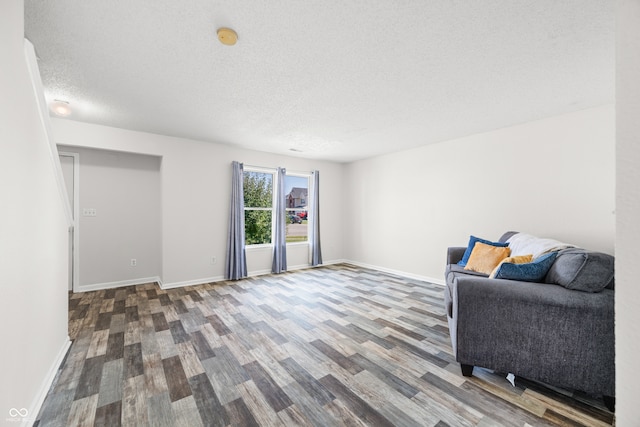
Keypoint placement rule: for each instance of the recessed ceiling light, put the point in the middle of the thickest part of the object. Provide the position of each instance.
(60, 108)
(227, 36)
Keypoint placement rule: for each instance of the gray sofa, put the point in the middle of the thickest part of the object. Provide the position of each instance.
(553, 333)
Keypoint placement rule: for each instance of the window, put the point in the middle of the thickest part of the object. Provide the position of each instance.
(296, 196)
(258, 207)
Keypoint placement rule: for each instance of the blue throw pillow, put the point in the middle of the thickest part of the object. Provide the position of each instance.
(534, 271)
(472, 243)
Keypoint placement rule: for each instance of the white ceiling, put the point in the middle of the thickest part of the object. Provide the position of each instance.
(337, 80)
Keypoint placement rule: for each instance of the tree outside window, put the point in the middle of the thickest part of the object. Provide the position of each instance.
(258, 210)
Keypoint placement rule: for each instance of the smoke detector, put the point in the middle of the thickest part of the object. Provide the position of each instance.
(227, 36)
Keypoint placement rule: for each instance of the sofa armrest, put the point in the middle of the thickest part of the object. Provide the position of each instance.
(455, 253)
(535, 330)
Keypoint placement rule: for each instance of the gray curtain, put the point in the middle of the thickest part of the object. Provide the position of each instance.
(314, 219)
(280, 239)
(236, 267)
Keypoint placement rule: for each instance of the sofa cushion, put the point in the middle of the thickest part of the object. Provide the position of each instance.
(582, 270)
(484, 258)
(520, 259)
(534, 271)
(522, 244)
(472, 243)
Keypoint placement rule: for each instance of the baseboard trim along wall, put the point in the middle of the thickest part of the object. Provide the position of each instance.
(256, 273)
(118, 284)
(36, 405)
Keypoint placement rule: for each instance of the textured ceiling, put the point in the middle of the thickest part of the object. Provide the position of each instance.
(333, 79)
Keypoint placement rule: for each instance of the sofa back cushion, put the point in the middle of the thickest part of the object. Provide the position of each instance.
(582, 270)
(472, 243)
(484, 258)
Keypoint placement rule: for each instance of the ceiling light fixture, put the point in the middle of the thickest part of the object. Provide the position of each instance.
(60, 108)
(227, 36)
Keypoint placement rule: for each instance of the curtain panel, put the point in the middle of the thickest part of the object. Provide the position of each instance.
(236, 267)
(279, 264)
(314, 214)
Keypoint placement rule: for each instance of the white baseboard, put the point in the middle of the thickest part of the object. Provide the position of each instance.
(190, 282)
(400, 273)
(118, 284)
(36, 405)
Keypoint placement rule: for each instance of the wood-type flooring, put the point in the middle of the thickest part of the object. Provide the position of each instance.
(330, 346)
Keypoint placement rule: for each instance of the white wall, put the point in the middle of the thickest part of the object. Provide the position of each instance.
(195, 193)
(124, 188)
(552, 178)
(33, 235)
(628, 212)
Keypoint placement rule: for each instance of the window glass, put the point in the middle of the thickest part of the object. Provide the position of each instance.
(296, 189)
(258, 207)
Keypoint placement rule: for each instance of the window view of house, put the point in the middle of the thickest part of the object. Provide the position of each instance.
(258, 207)
(296, 198)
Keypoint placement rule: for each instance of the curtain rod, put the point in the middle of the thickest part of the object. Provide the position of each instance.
(273, 169)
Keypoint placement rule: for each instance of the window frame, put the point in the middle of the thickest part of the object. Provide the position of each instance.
(271, 172)
(306, 175)
(274, 192)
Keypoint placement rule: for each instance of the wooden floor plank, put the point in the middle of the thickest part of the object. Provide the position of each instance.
(337, 345)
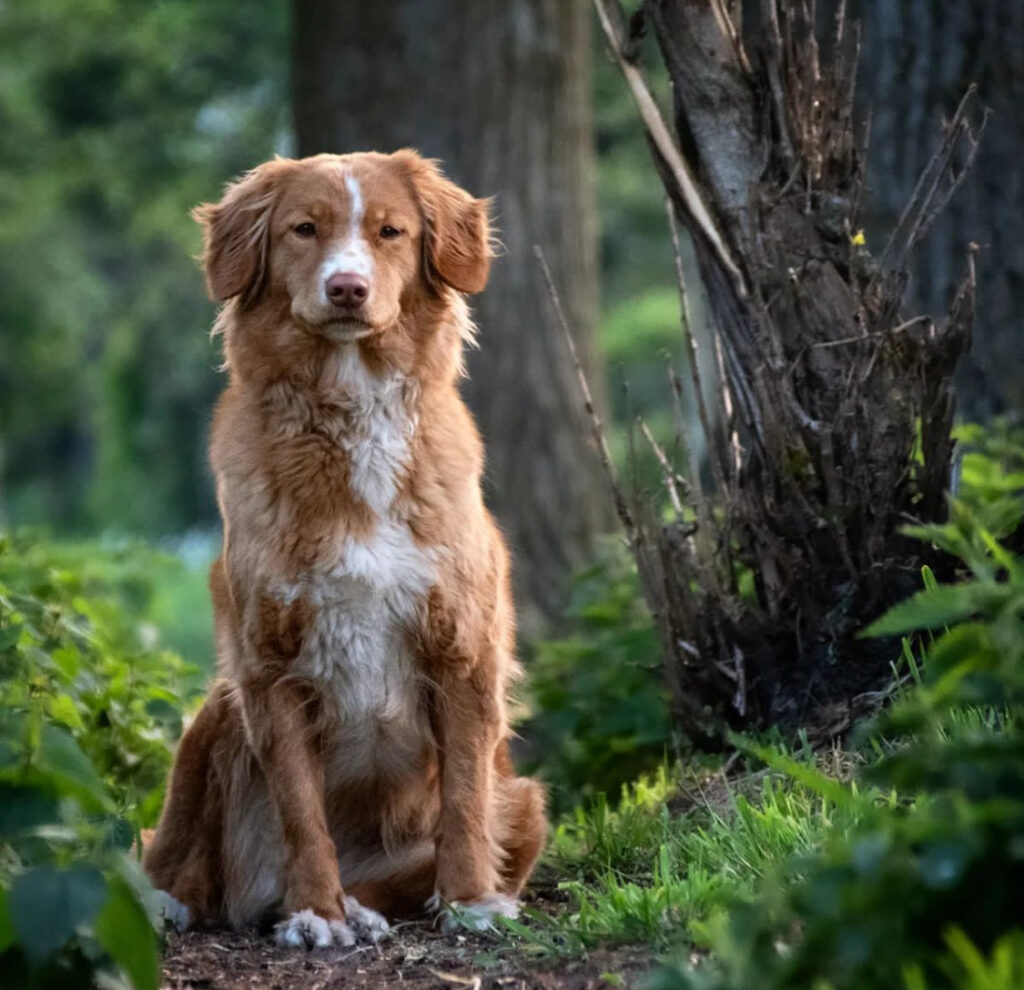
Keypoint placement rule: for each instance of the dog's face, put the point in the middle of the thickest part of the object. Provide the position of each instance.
(346, 240)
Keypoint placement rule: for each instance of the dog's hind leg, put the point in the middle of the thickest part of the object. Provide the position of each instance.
(521, 829)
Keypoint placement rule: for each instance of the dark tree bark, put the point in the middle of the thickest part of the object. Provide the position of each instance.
(501, 93)
(918, 60)
(827, 376)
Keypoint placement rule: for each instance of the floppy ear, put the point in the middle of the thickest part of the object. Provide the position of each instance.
(237, 234)
(457, 239)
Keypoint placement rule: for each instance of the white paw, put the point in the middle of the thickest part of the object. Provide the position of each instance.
(173, 911)
(477, 915)
(368, 924)
(306, 930)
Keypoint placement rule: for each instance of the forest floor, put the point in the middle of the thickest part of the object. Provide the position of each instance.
(415, 956)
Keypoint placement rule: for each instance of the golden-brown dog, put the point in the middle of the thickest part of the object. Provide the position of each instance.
(352, 760)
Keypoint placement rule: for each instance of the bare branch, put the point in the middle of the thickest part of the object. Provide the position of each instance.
(597, 428)
(610, 16)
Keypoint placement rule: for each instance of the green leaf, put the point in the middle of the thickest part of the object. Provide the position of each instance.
(23, 808)
(61, 757)
(939, 606)
(124, 931)
(48, 904)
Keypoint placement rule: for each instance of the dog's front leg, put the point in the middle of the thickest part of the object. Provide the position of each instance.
(469, 724)
(282, 736)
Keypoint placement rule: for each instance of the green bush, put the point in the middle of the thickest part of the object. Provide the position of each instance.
(926, 892)
(599, 703)
(89, 706)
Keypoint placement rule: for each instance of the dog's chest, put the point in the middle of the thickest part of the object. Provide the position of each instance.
(366, 593)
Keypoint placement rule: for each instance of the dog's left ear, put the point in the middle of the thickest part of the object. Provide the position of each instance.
(457, 239)
(237, 234)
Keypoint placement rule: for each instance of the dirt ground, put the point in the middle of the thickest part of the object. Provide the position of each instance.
(415, 956)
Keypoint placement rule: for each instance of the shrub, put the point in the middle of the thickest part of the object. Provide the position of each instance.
(88, 712)
(926, 892)
(599, 703)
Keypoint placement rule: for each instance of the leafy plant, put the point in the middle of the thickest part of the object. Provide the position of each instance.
(599, 703)
(88, 709)
(926, 892)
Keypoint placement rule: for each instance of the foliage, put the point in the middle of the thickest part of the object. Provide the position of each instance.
(118, 117)
(89, 705)
(926, 892)
(600, 708)
(679, 848)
◇ ◇ ◇ ◇ ◇
Give back the material above exactly, with each picture removed.

Keypoint placement rule: for each instance of the recessed ceiling light, put the point in the middle of the thickest part of the object. Provide the position of each instance.
(60, 108)
(227, 36)
Keypoint placement rule: for each instance of the gray sofa, put the point in the middle of the thickest part of the object. Provide the position of each instance.
(553, 333)
Keypoint placement rule: for each instance of the window, put the point in the middle of the thickest part of the object. Provide the position of each instance.
(296, 196)
(258, 207)
Keypoint placement rule: for each instance of the blue throw pillow, put the point in the middle of the thickest part of the object. Provide the position of each instance.
(534, 271)
(472, 243)
Keypoint placement rule: for each instance of the white ceiling, put the point in the middle of the thickest part of the object. Provide the position of each instance.
(337, 80)
Keypoint placement rule: for each instance of the tree outside window, put the point in the middle of the thickest part of the object. Provide the position of each instance.
(258, 210)
Keypoint placement rule: for each instance of the smoke detector, put the point in the middle of the thickest part of the object. Provide the position of each instance.
(227, 36)
Keypoint placement rule: for each instance of the sofa armrest, put the point in the middle of the thickest part of the object. Provide the position of each instance.
(455, 253)
(535, 330)
Keypoint placement rule: for each instance of the gray curtain, put the point in the middle of the thickest part of the object. Provide the position of each instance.
(314, 219)
(280, 239)
(236, 267)
Keypoint placement rule: for each instance of the sofa cushion, put the point in the middle of the thickest part of the object. Provide the position of each instance.
(582, 270)
(484, 258)
(520, 259)
(534, 271)
(522, 244)
(472, 243)
Keypoint placement rule: for each instance of the baseboard trim along wall, put the point in the middle of the thickest part of the object. Provide the position of each instance.
(256, 273)
(118, 284)
(36, 405)
Keypoint placement rule: for each instance of the textured ceiling, put the point in the middle of the thickest part of the object. Provide the position of each instance.
(333, 79)
Keypoint placement rule: for each instance of the sofa back cushion, put the point in the middle of the thickest part of the object. Provide the position of each instance.
(582, 270)
(472, 243)
(484, 258)
Keypoint placement rule: for each instance of the ceiling light fixture, put the point in the middle of the thickest part of the object. Provide the position of each instance.
(60, 108)
(227, 36)
Keypoint placement rule: for each instance of the curtain panel, put the point in the middle of the thickest part of the object. Provide the position of each instance.
(236, 267)
(279, 264)
(314, 214)
Keypoint placement rule: for each instance of the white baseboard, put the point in the middle of the thickest part of the object. Provide the position of each instance.
(190, 282)
(400, 273)
(118, 284)
(36, 405)
Keypoint placement rule: for each instance of the wood-type flooring, put the point in the middle of the thickest part of the object. Provide the position of each instance.
(330, 346)
Keypoint placement rule: for each instance of the white wall, put the point in the middle of the thickest part of the object. Provide the position of each instance.
(195, 193)
(124, 188)
(552, 178)
(33, 235)
(628, 212)
Keypoint placement rule: for each instance of the window glass, put the point in the middle of the thickest part of the object. Provide the position of each instance.
(296, 189)
(258, 207)
Keypoint placement rule: for each instance of the window view of house, put the point in the middle of the thickest part of the object. Provide the position of each instance.
(258, 207)
(296, 198)
Keypoint placement rule: for each instance of the curtain rod, put the point in the middle of the thickest part of the object. Provide the position of each instance.
(273, 169)
Keypoint placement rule: for each instance of the window frame, put the point in the middle of the thickest part of the object. Provide the position of each instance.
(271, 172)
(306, 175)
(274, 192)
Keypoint placement rule: for each instance of the wooden floor plank, put the point in the middle of the thickest part of the object. Provide the position of each instance.
(337, 345)
Keypoint placement rule: for each instance of the dog's face, put the point in the middle of the thickest part of the object. Provide the position of each instance.
(346, 240)
Keypoint placement rule: for each instance of the dog's hind leg, put the point in the middle of the thickest part of the object. Provide the position of each instance.
(521, 829)
Keypoint placement rule: for each instance of the dark tree bark, put the point in the middle of the thickest part of the object. Provide the position of each instance.
(501, 93)
(918, 60)
(827, 376)
Keypoint placement rule: for each instance of the floppy ear, put the point in the middle of the thickest part of the object. Provide the position of each instance.
(237, 234)
(457, 239)
Keypoint placement rule: for each instance of the white paw, put the point in the middle of the thickest part of the object. Provide the position of each instance.
(173, 911)
(477, 915)
(368, 924)
(306, 930)
Keypoint placement rule: for each instance of the forest floor, put the point in the middle of the thickest part of the object. Provide the position of each instance.
(415, 956)
Keypoint placement rule: for each instance of the golden-brown dog, put the point in the middle of the thickest part of the object. Provide the position of each instance.
(352, 760)
Keypoint placement rule: for each instance of the bare branch, put the point in the middle of the thickest part of the object. Provide the position of each instance.
(597, 428)
(610, 16)
Keypoint placement rule: for each instance of the green leaf, put the point in the middle of the thickest part of the object. Provide the position of each instance.
(23, 808)
(61, 757)
(939, 606)
(124, 931)
(48, 904)
Keypoint placement rule: for each instance of the dog's front leg, put the point in the middle of the thickest part of the object. Provide the position of each instance.
(469, 724)
(282, 736)
Keypoint placement rule: for each instance of the green bush, put the point in the middle of the thickest part of the object. Provide the position of each instance.
(926, 892)
(599, 703)
(89, 706)
Keypoint placement rule: for each instance of the dog's chest, put the point in the middle of the thickest part of the object. Provide the position of each instance.
(366, 593)
Keypoint placement rule: for each instance of the dog's left ear, put the point in the middle of the thickest part of the object. Provide the position of each instance.
(457, 239)
(237, 234)
Keypoint placement rule: for each instance of the dirt ground, put the point in the middle of the thickest part of the object. Provide the position of each instance.
(415, 956)
Keypoint placement rule: for each instance of the shrub, put the point in the middle of the thickest part of the object. Provide the position of each instance.
(88, 712)
(926, 892)
(599, 703)
Keypoint placement rule: for each instance of the leafy plant, put the point in the middle of the thickest part of the object. Provide the position of each instance.
(599, 703)
(88, 709)
(926, 892)
Keypoint placement rule: for each instance of the foliage, put the point in the middle of the thickest part of the object. Provide the position of each instance.
(118, 117)
(89, 705)
(926, 892)
(600, 708)
(679, 848)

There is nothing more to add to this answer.